Documento
------

Un'ulteriore modifica è apportata alla disciplina della mozione di sfiducia, di cui al quinto comma dell'articolo 94 della Costituzione: essa deve essere firmata da almeno un terzo - e non più un decimo - dei componenti la Camera dei deputati e deve essere approvata a maggioranza assoluta dei suoi componenti. Anche tale modifica mira a rafforzare la stabilità dell'Esecutivo.
A rafforzare la posizione del Governo in Parlamento, onde consentirgli una più efficiente attuazione del suo programma, è finalizzato anche l'articolo 8 del testo della Commissione, che aggiungendo un comma all'articolo 72 della Costituzione consente al Governo di chiedere che un disegno di legge sia iscritto con priorità all'ordine del giorno e sia votato entro una data determinata.
I limiti e le modalità di esercizio di tale prerogativa sono peraltro rimessi ai regolamenti delle due Camere, alle quali è garantito in ogni caso il tempo necessario a consentire un adeguato esame del disegno di legge.
Altre disposizioni introducono ulteriori strumenti di garanzia a favore dell'istituzione parlamentare, limitando o sottoponendo a controllo l'esercizio del potere legislativo da parte del Governo nelle due
rinnovare disposizioni di decreti non convertiti in legge;
ripristinare l'efficacia di disposizioni dichiarate illegittime dalla Corte costituzionale;
conferire deleghe legislative;
attribuire poteri regolamentari in materie già disciplinate con legge.
Sono in tal modo elevati a rango di norma costituzionale anche alcuni limiti alla decretazione d'urgenza già presenti nell'ordinamento (all'articolo 15 della legge n. 400 del 1988), ma troppo facilmente derogabili in quanto disposti con legge ordinaria.
Il Presidente della Repubblica.
Tra le varie modifiche apportate dall'articolo 13 del testo in esame al titolo II della parte II della Costituzione, che tratta la figura del Presidente della Repubblica, alcune - pur rilevanti - rispondono ad esigenze di coordinamento. Ci si riferisce principalmente:
all'abrogazione del secondo comma dell'articolo 83 della Costituzione, che prevede l'integrazione del Parlamento in seduta comune con delegati regionali in occasione dell'elezione del Capo dello Stato. La presenza di tali delegati non appare più necessaria in presenza di un Senato federale i cui componenti sono la diretta espressione delle assemblee elettive regionali e delle rappresentanze locali;
all'attribuzione al Presidente della Camera dei deputati delle funzioni di supplenza in caso di temporaneo impedimento del Capo dello Stato (articolo 86 della Costituzione);
all'esercizio del potere di scioglimento (articolo 88 della Costituzione), che viene limitato alla sola Camera dei deputati.

------

(Dati memorizzati)
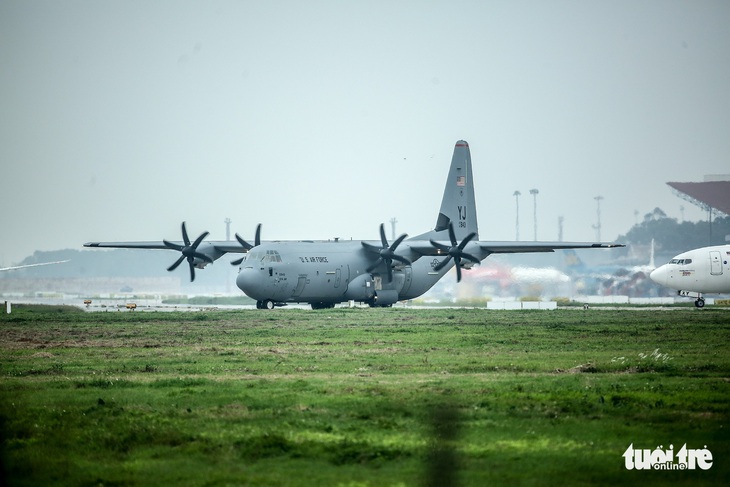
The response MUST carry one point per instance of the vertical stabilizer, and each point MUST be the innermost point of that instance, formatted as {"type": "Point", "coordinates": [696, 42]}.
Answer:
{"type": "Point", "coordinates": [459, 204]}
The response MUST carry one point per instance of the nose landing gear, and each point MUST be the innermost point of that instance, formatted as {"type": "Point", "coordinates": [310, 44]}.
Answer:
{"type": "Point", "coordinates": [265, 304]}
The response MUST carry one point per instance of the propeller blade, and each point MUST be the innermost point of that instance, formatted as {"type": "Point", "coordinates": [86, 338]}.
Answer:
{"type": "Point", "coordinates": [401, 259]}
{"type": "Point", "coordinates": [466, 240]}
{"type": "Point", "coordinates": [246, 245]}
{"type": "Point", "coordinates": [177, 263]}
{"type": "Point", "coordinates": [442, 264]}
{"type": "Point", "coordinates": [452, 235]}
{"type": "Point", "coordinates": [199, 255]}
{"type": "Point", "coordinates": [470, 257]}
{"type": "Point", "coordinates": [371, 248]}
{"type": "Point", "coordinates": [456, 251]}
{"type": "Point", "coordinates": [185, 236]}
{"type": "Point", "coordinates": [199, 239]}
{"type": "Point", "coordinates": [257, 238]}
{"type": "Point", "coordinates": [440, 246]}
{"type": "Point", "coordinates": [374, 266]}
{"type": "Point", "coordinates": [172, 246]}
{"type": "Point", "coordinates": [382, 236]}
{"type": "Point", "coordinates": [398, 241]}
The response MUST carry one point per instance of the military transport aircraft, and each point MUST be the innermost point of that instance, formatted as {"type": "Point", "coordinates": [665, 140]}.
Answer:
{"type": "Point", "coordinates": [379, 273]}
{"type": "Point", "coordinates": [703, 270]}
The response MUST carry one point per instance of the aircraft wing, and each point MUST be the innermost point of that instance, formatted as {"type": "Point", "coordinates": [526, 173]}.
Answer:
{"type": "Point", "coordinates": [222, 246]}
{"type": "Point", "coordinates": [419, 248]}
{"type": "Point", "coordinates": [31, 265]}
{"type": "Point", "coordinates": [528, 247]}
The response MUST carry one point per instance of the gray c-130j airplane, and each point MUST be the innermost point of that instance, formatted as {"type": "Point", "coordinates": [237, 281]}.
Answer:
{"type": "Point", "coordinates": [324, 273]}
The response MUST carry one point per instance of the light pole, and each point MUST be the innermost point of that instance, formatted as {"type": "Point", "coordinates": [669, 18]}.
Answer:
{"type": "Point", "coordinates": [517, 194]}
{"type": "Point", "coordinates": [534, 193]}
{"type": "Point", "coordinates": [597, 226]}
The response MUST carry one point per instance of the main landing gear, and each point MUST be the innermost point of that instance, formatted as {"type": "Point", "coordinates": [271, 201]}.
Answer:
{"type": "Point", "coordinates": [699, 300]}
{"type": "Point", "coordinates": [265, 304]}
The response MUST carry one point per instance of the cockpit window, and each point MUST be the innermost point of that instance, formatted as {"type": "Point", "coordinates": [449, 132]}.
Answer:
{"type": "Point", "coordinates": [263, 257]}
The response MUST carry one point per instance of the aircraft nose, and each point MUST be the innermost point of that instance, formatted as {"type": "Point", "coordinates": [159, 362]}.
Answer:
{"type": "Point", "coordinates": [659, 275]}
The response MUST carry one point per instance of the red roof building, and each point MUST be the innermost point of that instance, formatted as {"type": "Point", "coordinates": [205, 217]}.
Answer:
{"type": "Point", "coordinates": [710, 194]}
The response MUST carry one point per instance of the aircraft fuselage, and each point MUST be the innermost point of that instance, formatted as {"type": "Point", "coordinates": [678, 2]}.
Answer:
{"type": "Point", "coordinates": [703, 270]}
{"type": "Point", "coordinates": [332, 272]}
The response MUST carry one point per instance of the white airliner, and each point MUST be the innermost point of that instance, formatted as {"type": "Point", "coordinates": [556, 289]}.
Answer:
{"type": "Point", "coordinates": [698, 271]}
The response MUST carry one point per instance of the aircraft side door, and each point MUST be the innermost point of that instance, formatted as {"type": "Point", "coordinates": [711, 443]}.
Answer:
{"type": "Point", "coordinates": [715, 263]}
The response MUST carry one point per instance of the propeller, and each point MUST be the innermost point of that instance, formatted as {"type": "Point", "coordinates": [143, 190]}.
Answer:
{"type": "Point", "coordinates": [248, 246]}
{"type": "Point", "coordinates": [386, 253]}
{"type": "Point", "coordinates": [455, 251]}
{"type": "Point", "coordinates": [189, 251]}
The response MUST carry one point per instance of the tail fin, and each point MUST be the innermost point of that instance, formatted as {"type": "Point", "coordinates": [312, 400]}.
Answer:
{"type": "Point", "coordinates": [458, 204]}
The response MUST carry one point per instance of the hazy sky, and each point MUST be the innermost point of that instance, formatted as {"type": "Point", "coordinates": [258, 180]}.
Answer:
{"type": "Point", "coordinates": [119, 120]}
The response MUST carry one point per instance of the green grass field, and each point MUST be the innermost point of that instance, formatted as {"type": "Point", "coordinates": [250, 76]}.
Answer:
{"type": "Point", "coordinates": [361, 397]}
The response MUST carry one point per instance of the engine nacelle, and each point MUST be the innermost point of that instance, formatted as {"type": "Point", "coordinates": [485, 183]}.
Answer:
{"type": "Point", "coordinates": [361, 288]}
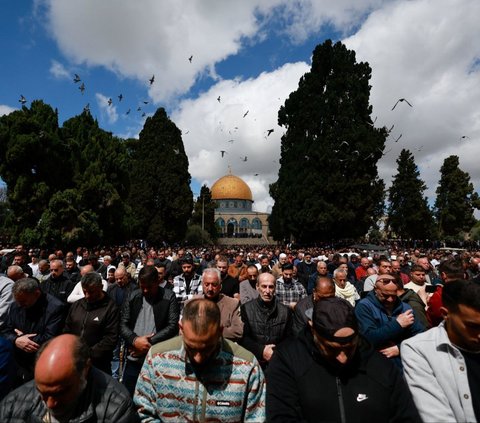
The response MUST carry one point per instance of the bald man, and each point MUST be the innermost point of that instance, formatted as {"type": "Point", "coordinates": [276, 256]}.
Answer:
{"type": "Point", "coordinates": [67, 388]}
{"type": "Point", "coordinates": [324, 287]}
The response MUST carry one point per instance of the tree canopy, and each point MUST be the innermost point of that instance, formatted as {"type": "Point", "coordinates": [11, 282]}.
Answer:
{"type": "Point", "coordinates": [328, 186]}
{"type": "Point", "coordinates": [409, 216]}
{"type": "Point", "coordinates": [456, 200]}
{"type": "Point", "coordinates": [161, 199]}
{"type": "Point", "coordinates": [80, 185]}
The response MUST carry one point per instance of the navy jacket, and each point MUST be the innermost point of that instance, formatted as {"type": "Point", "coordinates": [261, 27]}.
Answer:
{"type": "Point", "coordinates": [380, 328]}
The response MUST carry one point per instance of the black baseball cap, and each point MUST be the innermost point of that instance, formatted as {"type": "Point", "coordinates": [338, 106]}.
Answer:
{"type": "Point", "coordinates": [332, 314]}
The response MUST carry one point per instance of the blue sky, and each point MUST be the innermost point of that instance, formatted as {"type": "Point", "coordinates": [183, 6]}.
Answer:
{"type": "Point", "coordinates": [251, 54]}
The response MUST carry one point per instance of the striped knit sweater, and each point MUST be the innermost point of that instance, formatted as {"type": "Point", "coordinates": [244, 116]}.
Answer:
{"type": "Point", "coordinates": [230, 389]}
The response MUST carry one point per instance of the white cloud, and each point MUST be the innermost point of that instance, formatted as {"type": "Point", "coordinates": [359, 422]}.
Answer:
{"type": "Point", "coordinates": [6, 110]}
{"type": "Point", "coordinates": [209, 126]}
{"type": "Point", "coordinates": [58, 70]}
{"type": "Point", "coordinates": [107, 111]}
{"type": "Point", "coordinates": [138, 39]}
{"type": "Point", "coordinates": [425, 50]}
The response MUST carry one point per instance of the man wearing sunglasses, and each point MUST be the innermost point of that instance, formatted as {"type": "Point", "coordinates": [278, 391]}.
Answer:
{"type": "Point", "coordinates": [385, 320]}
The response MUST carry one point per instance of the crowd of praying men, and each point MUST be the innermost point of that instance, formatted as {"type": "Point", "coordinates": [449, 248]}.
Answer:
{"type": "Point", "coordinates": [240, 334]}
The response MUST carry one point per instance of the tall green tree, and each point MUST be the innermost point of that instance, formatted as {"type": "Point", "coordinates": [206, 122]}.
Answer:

------

Requisiti dell'esercizio
**A.** Stampa senza alcuna modifica un brano del testo sulla riforma costituzionale: parti dalle parole "A rafforzare la posizione" e fermati dopo le parole "disegno di legge.".
**B.** Restituisci senza alcuna modifica soltanto queste righe dei record: parti dalla riga che contiene "The response MUST carry one point per instance of the crowd", inclusa, e fermati dopo l'ultima riga dei record, inclusa anch'essa.

Insieme delle risposte
**A.**
A rafforzare la posizione del Governo in Parlamento, onde consentirgli una più efficiente attuazione del suo programma, è finalizzato anche l'articolo 8 del testo della Commissione, che aggiungendo un comma all'articolo 72 della Costituzione consente al Governo di chiedere che un disegno di legge sia iscritto con priorità all'ordine del giorno e sia votato entro una data determinata.
I limiti e le modalità di esercizio di tale prerogativa sono peraltro rimessi ai regolamenti delle due Camere, alle quali è garantito in ogni caso il tempo necessario a consentire un adeguato esame del disegno di legge.

**B.**
The response MUST carry one point per instance of the crowd of praying men, and each point MUST be the innermost point of that instance, formatted as {"type": "Point", "coordinates": [449, 248]}.
Answer:
{"type": "Point", "coordinates": [240, 334]}
The response MUST carry one point per instance of the tall green tree, and each point MUST be the innermost point of that instance, formatted as {"type": "Point", "coordinates": [206, 122]}.
Answer:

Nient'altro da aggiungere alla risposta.